→ Your objective: Put every line of the material below into a JSON list of strings, one string per line, with blank lines omitted.

→ Working data:
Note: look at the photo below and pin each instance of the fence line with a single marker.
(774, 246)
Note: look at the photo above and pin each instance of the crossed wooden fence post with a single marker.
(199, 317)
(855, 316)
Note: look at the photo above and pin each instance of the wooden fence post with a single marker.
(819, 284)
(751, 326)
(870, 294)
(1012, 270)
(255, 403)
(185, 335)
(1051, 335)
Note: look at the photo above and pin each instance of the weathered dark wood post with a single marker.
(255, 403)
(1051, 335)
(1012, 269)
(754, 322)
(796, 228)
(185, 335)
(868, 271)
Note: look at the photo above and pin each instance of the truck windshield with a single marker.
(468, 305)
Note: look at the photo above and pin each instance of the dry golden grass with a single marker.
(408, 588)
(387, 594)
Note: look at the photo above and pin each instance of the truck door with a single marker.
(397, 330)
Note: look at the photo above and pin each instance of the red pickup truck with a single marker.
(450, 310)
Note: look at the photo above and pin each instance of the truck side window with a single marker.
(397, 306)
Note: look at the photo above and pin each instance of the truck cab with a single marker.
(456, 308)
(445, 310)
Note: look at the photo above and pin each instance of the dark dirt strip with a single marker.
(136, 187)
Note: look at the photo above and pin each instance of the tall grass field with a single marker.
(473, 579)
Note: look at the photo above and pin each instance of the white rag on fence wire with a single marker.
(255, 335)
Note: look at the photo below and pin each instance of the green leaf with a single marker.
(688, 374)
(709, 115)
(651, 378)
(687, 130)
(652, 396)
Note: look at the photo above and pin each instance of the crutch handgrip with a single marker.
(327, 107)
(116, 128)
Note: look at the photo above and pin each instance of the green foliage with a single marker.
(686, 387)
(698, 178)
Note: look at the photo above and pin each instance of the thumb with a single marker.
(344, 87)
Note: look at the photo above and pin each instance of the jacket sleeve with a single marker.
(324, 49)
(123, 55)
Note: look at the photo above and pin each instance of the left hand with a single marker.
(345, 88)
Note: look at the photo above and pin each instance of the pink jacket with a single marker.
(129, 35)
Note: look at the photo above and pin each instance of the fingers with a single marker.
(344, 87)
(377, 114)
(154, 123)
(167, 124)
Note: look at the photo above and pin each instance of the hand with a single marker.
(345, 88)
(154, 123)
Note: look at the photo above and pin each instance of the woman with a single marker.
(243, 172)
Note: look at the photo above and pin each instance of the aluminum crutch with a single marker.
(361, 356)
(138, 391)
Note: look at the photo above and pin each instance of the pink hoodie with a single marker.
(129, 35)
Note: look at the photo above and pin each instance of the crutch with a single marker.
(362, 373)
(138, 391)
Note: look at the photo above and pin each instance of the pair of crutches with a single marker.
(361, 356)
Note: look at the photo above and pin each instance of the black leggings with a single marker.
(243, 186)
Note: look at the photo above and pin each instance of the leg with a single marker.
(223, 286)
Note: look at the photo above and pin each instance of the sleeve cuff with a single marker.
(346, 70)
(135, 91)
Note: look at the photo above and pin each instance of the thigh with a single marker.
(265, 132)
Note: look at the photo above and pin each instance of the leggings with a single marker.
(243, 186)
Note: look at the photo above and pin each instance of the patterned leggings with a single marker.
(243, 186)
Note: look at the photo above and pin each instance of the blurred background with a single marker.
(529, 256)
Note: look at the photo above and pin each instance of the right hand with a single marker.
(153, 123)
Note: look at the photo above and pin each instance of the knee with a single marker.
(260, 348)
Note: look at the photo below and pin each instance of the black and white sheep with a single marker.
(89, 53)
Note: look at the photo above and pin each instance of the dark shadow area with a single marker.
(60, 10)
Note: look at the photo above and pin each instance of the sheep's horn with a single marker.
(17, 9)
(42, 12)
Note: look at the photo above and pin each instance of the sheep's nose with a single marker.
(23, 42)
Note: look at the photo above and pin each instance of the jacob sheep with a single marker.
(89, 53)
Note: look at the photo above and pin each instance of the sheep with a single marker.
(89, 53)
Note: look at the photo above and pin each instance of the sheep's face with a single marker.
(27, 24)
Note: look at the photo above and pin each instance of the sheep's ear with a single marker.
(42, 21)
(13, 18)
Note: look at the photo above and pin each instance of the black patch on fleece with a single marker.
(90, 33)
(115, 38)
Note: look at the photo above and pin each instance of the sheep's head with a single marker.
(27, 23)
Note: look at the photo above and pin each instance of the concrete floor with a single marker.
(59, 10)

→ Exercise output:
[
  "Note: look at the photo below and pin each instance of the fence line with a single marker.",
  "(774, 246)",
  "Note: look at the photo above and pin each instance of the crossed wooden fence post with a single marker.",
  "(199, 317)",
  "(855, 316)",
  "Note: look at the photo above and pin each instance of the wooden fence post with a single marker.",
  "(819, 284)",
  "(751, 326)",
  "(870, 294)",
  "(1012, 270)",
  "(255, 403)",
  "(185, 335)",
  "(1051, 335)",
  "Note: look at the photo above and pin each instance of the weathered dark wood post with a single marker.",
  "(255, 403)",
  "(1051, 335)",
  "(1012, 269)",
  "(754, 322)",
  "(796, 228)",
  "(185, 335)",
  "(868, 271)",
  "Note: look at the photo above and pin each instance of the truck windshield with a single marker.",
  "(468, 305)",
  "Note: look at the photo above and pin each instance of the dry golden grass with a single marker.",
  "(408, 588)",
  "(387, 594)",
  "Note: look at the photo above and pin each instance of the truck door with a single marker.",
  "(397, 330)",
  "Note: look at the photo above and pin each instance of the red pickup truck with a single marker.",
  "(450, 310)",
  "Note: look at the photo above and pin each instance of the truck side window with a single marker.",
  "(397, 306)",
  "Note: look at the photo above and pin each instance of the truck cab with a single marker.",
  "(456, 308)",
  "(445, 310)",
  "Note: look at the photo above and pin each instance of the dark dirt strip with a single marker.",
  "(136, 187)",
  "Note: look at the photo above and pin each instance of the tall grass field with a single marker.",
  "(473, 579)",
  "Note: look at the photo above and pin each instance of the white rag on fence wire with a single marker.",
  "(255, 335)",
  "Note: look at the photo below and pin each instance of the green leaf with a single marker.",
  "(688, 374)",
  "(709, 115)",
  "(651, 378)",
  "(687, 130)",
  "(652, 396)",
  "Note: look at the photo above and pin each instance of the crutch handgrip with a single marker.",
  "(327, 107)",
  "(116, 128)",
  "Note: look at the photo above and pin each instance of the green foliage with a single marker.",
  "(686, 387)",
  "(698, 178)",
  "Note: look at the photo above and pin each instance of the thumb with a single marker.",
  "(344, 87)",
  "Note: look at the photo above and pin each instance of the jacket sleeve with a single marker.",
  "(324, 49)",
  "(123, 55)",
  "Note: look at the photo above and pin each instance of the left hand with a single marker.",
  "(345, 88)",
  "Note: look at the photo above and pin each instance of the pink jacket with a single marker.",
  "(129, 35)",
  "Note: look at the photo above and pin each instance of the fingers with a single marker.",
  "(344, 87)",
  "(377, 114)",
  "(154, 123)",
  "(167, 124)",
  "Note: look at the photo above and pin each instance of the hand with a single marker.",
  "(345, 88)",
  "(154, 123)",
  "Note: look at the photo above and pin each instance of the woman with a single marker.",
  "(243, 172)",
  "Note: look at the photo above and pin each instance of the aluminum crutch with a single marker.",
  "(361, 356)",
  "(138, 391)",
  "Note: look at the photo above and pin each instance of the pink hoodie with a single marker.",
  "(129, 35)",
  "Note: look at the photo above and pin each instance of the crutch with a single marker.",
  "(362, 373)",
  "(138, 391)",
  "Note: look at the photo above and pin each instance of the pair of crutches with a single marker.",
  "(361, 356)",
  "Note: look at the photo above and pin each instance of the black leggings with a single marker.",
  "(243, 186)",
  "Note: look at the photo above and pin each instance of the leg with a single marker.",
  "(223, 286)",
  "Note: look at the photo above and pin each instance of the sleeve cuff with a single marker.",
  "(346, 70)",
  "(135, 91)",
  "Note: look at the photo above and pin each instance of the thigh with a single marker.",
  "(265, 132)",
  "Note: look at the photo above and pin each instance of the leggings with a single marker.",
  "(243, 186)",
  "Note: look at the photo above and pin each instance of the patterned leggings with a single marker.",
  "(243, 186)",
  "Note: look at the photo above and pin each instance of the blurred background with a single marker.",
  "(529, 256)",
  "Note: look at the photo above and pin each instance of the right hand with a single marker.",
  "(153, 123)",
  "Note: look at the photo above and pin each instance of the knee with a single marker.",
  "(260, 348)",
  "Note: look at the photo below and pin each instance of the black and white sheep with a single marker.",
  "(89, 53)",
  "Note: look at the photo above and pin each instance of the dark shadow area with a single marker.",
  "(60, 10)",
  "Note: look at the photo above and pin each instance of the sheep's horn with a single marker.",
  "(17, 9)",
  "(42, 12)",
  "Note: look at the photo above and pin each instance of the sheep's nose with a single marker.",
  "(23, 42)",
  "Note: look at the photo above and pin each instance of the jacob sheep with a single marker.",
  "(89, 53)",
  "Note: look at the photo above and pin each instance of the sheep with a single marker.",
  "(89, 53)",
  "Note: look at the photo above and pin each instance of the sheep's face with a single marker.",
  "(27, 24)",
  "Note: look at the photo above and pin each instance of the sheep's ear with a single marker.",
  "(42, 21)",
  "(13, 18)",
  "Note: look at the photo above and pin each instance of the black patch on fleece with a single marker.",
  "(90, 33)",
  "(115, 38)",
  "Note: look at the photo above and pin each instance of the sheep's head with a single marker.",
  "(27, 23)",
  "Note: look at the photo above and pin each instance of the concrete floor with a single marker.",
  "(59, 10)"
]